Originally Posted by *NoxiousByProxy* /img/forum/go_quote.gif I dunno. I am very unimpressed. There are so many everyday women who are older that look loads better than she does. I guess it does pay to never ever let yourself go. You will never look like a "tight" person again when you try to lose it at that age. But hey... maybe I am completely wrong. Perhaps a lady can still look tight and hot when she loses weight after age 50. IMO, she looks quite toned. It is very unlikely for a person to look toned after the age of 50 regardless of whether they have lost weight or not- the skin loses it's elasticity.


----------



## lynnda (Nov 18, 2006)

Originally Posted by *WhitneyF* /img/forum/go_quote.gif I definitely don't see her sporting that bikini on Oprah as a way for her to say she's the hottest thing on the planet. It's just representing how good and confident she feels now that she's down to a more reasonable body weight. A bikini is like the ultimate thing to slip into and she did it on national television. That's saying A LOT. i agree!!!
+ + + + +
**REQUIRED TASK 1**
In the forum thread, rewrite the part starting at "## lynnda (Nov" and ending at "LOT. i agree!!!", swapping "bikini" for "swimsuit".
**REQUIRED TASK 2**
According to the forum thread, on what show did she wear the bikini?
**REQUIRED TASK 3**
Keep writing the forum thread about a woman's weight loss after age 50, picking up right after its last post.

**INFORMATION SHOWN**
+ + + + +
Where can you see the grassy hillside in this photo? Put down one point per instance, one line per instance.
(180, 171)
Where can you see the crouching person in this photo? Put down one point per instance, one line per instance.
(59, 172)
+ + + + +
**TASK ANSWER 1**
## lynnda (Nov 18, 2006)

Originally Posted by *WhitneyF* /img/forum/go_quote.gif I definitely don't see her sporting that swimsuit on Oprah as a way for her to say she's the hottest thing on the planet. It's just representing how good and confident she feels now that she's down to a more reasonable body weight. A swimsuit is like the ultimate thing to slip into and she did it on national television. That's saying A LOT. i agree!!!

**TASK ANSWER 2**
Oprah

**TASK ANSWER 3**
----------



## speerrituall1 (Nov 18, 2006)

Looking good!


----------



## monniej (Nov 20, 2006)

go kirstie! way to hold it down for the 40++ crowd, baby!


----------



## SwtValina (Nov 20, 2006)

I think the point of her being in the bathing suit was to show that she has gained confidence after being on Jenny Craig and not because she is losing weight, but because she is taking better care of herself and took some initiative to make a change.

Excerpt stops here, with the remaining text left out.